- [Text segment]:
++++++
Regarding no. 4. above, looks like Tov has a book coming out at the end of this month that will cover scribal practices in the DSS and elsewhere.
Scribal Practices and Approaches Reflected in the Texts Found in the Judean Desert
Emanuel Tov
This monograph is written in the form of a handbook on the scribal features of the texts found in the Judean Desert, the Dead Sea Scrolls. It details the material, shape, and preparation of the scrolls; scribes and scribal activity; scripts, writing conventions, errors and their correction, and scribal signs; scribal traditions; differences between different types of scrolls (e.g., biblical and nonbiblical scrolls); and the possible existence of scribal schools such as that at Qumran. In most categories, the analysis is meant to be exhaustive. Numerous tables as well as annotated illustrations and charts of scribal signs accompany the detailed analysis. The findings have major implications for the study of the scrolls and the understanding of their relationship to scribal traditions in Israel and elsewhere.
Paper $49.95 • 444 pages • ISBN 9781589834293 • Studies on the Texts of the Desert of Judah 54 •Hardback edition http://www.brill.nl
Mr. Vining,
First, I’m sorry if I offended you with my comment, but as Douglas correctly pointed out it was an ad hoc response as is this one. I find it a tad curious that a month was needed to write a response.
A) I know you didn’t call consensus scholars “idiots” that’s why I didn’t use quotes. However, you were so briefly dismissive of consensus scholars you might as well have. i tend to try and take a disposition that respects and considers the work of others… unless they write with a dismissive air of finality. I find that unacceptable in scholarship.
B) “Surely a clearer need for Occam’s razor has never been found.” I would still suggest that this is perhaps the single worst, most poorly conceived sentence I have ever come across in my academic career. Perhaps, if you had written “Among the DSS this may be a primary example of the application of Ocaam’s Razor: I would have taken little umbrage. You’re world being as small as it is, and your scholarship relying on one tendentious theory you have a sad overinflated idea that “all” scholars will be contending your idea in the future, and your world is so pitiful you can’t even imagine the possibility that there may be a clearer need for the razor. Remember: your sentence means that your theory needs Ocaam more than any other situation not just in biblical studies but “everything.
++++++
(Dataset records about object locations)
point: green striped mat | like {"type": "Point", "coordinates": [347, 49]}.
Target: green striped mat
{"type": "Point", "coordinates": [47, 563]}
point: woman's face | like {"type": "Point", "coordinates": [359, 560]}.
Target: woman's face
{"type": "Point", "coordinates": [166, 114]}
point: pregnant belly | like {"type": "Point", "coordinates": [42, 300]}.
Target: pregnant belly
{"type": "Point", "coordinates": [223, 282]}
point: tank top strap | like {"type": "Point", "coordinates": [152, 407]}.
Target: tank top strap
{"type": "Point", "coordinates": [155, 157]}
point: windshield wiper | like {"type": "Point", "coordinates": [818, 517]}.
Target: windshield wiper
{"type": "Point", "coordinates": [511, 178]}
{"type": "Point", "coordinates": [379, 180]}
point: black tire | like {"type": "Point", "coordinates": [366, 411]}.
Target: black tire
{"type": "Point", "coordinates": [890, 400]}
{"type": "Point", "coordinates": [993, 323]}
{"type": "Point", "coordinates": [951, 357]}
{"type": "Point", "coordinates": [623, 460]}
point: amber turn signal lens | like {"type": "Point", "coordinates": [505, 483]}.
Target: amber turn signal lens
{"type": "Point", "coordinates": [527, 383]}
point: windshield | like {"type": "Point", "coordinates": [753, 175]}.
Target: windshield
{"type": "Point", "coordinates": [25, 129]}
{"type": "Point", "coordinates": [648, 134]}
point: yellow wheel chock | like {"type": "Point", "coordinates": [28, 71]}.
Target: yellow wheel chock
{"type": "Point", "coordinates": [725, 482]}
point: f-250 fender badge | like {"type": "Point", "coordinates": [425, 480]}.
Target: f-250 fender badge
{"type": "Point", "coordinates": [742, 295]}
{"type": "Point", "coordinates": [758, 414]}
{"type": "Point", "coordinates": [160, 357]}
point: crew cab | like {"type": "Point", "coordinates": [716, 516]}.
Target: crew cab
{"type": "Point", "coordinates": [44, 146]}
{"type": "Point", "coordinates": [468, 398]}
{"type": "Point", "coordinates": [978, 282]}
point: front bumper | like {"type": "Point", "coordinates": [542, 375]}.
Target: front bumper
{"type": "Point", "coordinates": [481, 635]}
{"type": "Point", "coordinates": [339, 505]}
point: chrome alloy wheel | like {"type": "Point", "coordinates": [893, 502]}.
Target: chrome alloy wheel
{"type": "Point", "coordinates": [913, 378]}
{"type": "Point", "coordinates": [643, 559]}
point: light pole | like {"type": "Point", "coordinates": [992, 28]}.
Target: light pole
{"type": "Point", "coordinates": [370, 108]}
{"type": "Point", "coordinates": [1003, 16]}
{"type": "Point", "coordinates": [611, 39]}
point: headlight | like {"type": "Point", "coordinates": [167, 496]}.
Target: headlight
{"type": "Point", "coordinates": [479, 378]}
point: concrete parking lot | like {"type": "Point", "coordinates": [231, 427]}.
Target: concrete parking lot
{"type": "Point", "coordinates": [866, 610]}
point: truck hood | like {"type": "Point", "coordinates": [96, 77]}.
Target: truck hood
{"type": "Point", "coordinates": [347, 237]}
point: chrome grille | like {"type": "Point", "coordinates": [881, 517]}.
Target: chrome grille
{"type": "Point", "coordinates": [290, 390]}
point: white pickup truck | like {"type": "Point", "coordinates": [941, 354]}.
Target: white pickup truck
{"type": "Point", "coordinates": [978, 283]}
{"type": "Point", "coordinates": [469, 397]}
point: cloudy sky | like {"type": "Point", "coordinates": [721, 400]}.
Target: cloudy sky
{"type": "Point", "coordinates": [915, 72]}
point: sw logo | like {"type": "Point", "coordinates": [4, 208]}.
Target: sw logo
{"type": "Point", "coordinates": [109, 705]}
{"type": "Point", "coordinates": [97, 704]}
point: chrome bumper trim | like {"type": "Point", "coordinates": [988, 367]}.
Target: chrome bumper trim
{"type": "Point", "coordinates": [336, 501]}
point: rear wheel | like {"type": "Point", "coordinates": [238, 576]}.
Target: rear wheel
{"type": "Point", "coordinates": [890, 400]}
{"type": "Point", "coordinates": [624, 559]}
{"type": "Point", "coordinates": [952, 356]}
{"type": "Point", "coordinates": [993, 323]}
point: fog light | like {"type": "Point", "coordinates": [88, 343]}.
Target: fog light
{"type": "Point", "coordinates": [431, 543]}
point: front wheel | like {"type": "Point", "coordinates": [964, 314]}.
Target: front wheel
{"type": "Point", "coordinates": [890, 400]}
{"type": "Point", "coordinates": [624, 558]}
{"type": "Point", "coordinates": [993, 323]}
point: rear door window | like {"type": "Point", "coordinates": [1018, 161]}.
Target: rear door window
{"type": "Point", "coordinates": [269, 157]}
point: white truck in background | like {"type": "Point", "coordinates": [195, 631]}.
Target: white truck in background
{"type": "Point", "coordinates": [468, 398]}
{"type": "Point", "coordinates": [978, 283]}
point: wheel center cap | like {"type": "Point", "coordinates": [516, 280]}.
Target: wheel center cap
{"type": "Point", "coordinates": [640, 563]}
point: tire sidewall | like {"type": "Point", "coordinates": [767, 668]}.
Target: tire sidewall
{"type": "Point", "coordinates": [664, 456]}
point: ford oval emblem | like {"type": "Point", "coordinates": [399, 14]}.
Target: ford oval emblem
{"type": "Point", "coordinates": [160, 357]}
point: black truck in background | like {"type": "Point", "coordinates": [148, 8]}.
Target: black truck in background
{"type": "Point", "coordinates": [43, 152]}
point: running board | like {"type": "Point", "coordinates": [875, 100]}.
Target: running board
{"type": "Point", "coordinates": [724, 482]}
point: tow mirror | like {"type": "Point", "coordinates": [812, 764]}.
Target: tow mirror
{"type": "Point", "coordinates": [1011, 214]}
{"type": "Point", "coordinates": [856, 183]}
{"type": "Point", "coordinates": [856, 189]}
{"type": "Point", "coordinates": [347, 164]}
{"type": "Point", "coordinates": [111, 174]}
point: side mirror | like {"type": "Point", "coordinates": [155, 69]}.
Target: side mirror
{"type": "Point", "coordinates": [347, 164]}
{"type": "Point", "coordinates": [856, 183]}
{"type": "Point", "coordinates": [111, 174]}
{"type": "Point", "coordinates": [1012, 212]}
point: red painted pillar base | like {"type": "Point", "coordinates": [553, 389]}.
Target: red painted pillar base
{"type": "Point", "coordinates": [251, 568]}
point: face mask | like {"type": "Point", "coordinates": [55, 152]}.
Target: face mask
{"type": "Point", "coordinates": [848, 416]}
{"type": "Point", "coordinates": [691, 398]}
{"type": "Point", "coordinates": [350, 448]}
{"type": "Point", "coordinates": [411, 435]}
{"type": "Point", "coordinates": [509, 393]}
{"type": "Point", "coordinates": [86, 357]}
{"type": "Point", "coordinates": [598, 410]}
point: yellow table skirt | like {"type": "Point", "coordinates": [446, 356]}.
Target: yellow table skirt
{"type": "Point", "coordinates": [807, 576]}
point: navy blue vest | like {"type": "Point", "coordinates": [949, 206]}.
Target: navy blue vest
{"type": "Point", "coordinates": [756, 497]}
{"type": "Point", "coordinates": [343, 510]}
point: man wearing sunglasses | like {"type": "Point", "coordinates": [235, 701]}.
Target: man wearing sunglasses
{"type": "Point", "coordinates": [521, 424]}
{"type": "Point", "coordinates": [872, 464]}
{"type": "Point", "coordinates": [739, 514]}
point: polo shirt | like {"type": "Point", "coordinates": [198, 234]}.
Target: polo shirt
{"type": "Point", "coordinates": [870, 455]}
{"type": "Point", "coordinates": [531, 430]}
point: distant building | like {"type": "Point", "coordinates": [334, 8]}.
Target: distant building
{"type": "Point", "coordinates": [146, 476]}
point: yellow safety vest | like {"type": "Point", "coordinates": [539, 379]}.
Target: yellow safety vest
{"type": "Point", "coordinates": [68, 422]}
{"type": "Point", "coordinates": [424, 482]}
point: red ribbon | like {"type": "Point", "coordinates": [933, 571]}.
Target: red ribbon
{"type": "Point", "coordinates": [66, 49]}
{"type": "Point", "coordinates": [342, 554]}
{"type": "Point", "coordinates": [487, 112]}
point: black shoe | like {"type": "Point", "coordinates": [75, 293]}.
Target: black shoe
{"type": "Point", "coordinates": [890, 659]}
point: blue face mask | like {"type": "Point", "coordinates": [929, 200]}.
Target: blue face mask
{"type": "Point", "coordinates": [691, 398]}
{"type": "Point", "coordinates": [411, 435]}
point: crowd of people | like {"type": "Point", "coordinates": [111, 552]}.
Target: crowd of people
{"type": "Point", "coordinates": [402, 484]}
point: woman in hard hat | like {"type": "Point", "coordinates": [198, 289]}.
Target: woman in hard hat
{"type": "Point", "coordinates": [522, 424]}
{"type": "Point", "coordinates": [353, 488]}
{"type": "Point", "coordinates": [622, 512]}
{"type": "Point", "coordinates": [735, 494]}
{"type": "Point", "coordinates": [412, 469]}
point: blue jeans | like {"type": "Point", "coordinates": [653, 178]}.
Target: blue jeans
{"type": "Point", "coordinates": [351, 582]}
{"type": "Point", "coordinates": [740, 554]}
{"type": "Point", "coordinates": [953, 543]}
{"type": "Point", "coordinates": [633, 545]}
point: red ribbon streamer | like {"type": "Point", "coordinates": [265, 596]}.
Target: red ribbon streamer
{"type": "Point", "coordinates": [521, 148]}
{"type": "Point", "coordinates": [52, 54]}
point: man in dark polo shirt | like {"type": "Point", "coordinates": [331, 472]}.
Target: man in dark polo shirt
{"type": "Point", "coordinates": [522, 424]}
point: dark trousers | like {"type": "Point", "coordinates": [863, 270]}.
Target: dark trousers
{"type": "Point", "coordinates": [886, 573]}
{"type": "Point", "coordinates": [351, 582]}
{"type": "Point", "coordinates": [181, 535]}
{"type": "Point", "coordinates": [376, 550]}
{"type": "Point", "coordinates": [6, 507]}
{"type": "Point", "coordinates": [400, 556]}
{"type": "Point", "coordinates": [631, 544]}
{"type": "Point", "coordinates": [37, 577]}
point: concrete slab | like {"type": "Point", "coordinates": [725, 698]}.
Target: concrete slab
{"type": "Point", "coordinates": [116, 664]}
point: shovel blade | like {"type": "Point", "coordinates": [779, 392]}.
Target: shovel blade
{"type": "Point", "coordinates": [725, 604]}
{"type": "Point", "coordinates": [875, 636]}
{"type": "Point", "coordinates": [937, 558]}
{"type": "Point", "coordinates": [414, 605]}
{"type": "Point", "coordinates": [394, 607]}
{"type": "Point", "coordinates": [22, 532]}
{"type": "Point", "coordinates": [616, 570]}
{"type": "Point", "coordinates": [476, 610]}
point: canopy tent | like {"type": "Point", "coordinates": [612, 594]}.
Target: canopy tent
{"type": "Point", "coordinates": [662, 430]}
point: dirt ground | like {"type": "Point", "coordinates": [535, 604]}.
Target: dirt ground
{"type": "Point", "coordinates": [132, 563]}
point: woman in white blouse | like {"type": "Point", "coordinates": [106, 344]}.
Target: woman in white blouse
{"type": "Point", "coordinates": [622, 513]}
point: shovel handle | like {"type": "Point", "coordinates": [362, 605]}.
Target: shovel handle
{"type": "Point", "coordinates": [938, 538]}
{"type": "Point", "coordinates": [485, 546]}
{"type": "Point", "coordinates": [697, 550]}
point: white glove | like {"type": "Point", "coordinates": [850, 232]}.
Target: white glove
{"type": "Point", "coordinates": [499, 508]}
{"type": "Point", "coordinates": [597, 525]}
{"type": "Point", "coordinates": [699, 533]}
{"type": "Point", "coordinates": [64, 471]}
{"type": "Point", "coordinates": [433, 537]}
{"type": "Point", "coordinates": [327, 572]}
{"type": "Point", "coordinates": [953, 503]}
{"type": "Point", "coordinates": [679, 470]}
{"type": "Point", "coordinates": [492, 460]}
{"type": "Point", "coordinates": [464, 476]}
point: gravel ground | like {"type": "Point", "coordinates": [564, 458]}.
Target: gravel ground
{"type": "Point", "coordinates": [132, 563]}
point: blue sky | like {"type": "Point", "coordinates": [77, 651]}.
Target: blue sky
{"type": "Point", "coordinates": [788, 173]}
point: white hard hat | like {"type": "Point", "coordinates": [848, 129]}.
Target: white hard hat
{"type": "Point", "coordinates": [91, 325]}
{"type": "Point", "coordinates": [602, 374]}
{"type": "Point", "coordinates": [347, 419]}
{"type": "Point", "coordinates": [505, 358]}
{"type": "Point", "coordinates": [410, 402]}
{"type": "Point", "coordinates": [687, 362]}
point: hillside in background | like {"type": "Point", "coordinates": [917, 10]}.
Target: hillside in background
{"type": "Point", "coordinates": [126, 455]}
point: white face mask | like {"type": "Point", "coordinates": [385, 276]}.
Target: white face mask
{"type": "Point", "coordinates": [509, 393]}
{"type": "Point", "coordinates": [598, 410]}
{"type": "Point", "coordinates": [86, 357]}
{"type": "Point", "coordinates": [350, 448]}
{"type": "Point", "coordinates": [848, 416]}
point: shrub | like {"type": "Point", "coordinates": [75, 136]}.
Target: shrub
++++++
- [Exercise set]:
(A) Set down the passage of the comment thread on Dead Sea Scrolls scholarship from "A) I know you" up to and including "unacceptable in scholarship.", unchanged.
(B) Answer these questions from the comment thread on Dead Sea Scrolls scholarship:
(i) In what form is the Tov monograph written?
(ii) How many pages does the monograph have?
(iii) According to the reply addressed to Mr. Vining, how much time was needed to write a response?
(C) Write what comes next in the comment thread on Dead Sea Scrolls scholarship, starting after its last sentence.

- [Responses]:
(A)
A) I know you didn’t call consensus scholars “idiots” that’s why I didn’t use quotes. However, you were so briefly dismissive of consensus scholars you might as well have. i tend to try and take a disposition that respects and considers the work of others… unless they write with a dismissive air of finality. I find that unacceptable in scholarship.

(B)
(i) A handbook.
(ii) 444 pages.
(iii) A month.

(C)
C) As to 1 Enoch. I suspect that you actually know very little about this book, or should I say books. You see I’m moving. i don’t need a month to write a response. i can see it on my phone and know it’s silly because I know the source material. 1 Enoch is comprised of five booklets written over hundreds of years. Milik proposes that it may have functioned like an Enochic Torah at Qumran. At Qumran there may have been a major difference in that they may not have had Similitudes in their corpus and had The Book of giants in its place.
Who do you suppose Nickelsburg, Vanderkam, Black, Stuckenbruck, etc propose for the authoring of these different booklets? Oh that’s right you have an airtight theory: the Essenes were the scribes! Well done. Look up “tendentious” in the Anchor Bible.
D) You want ad hominem (something I don’t do but in your case you are so dismissive and over inflated it is definitely needed; the only drawback is it fuels your sad persecution complex)
Your so busy reading between the lines you have lost he ability to read what is actually in the lines themselves.
If it wasn’t for poor critical thinking and writing skills you would have no critical thinking ans writing skills at all.
Now go back to your little world and make love to your theory while daydreaming how all future scholars will be sitting around discussing your paradigm shit…
Back to moving boxes.
It took me a month to discover your post because it didn’t show up in my Google alert. I happened to find it when I manually Googled myself yesterday to see if there was anything I’d missed.
I’m well aware of the multiple books of Enoch that were found at Qumran and the scholarship on same, especially Milik; I cover this in my book. I cited 1 Enoch as an example because A) it is among the best examples of a body of literature known as “scribal,” and B) the copies found at Qumran are missing the Similitudes section, implying they are pre-Christian.
Why look up “tendentious” in the dictionary when your comments here are such a perfect example? The common word is bias, and you reek of it. I’m glad you revealed your true feelings toward my work here. Now when I read any criticism of my work by you in academic writing I’ll know any objectivity on your part is pretense.
Keep mindlessly shuffling those boxes, it’s what you’re good at.
Hey, at least I’m good at something which is a hell of a lot more than you can say.
i’d be remiss if i failed to mention that i love honesty. and am a despiser of pretense and hypocrisy. i loathe those ‘academics’ who smile sweetly at you and then as soon as you aren’t looking say all manner of evil about you to others. so i’m all for folk expressing their true feelings. even about people!
Yeah, you know . . .
Up until this point, my DSS research has been a rather expensive hobby of mine. I’m a trial lawyer with 20 years experience. The thing about lawyers: we slice each other to bits in the courtroom then go out and have lunch together afterwards, like that old Bugs Bunny cartoon with the sheepdog and the wolf punching out after a hard day’s work.
I think Qumran scholars could learn something from us lawyers. This nasty Golb/Schiffman scandal, for example. It’s just ridiculous that they’re settling their differences in the courtroom instead of the lecture hall, and Golb’s son could actually go to jail! Why can’t we have a healthy debate without it getting so doggone personal?
“in order to focus on the area where I feel I’m strongest — hermeneutics. ”
The reason I brought up Enoch was not concerning its status as scribal literature, once again I would suggest just perhaps considering some well informed opinions of who wrote this literature, but i brought it up because there are some interesting issues with it at Qumran.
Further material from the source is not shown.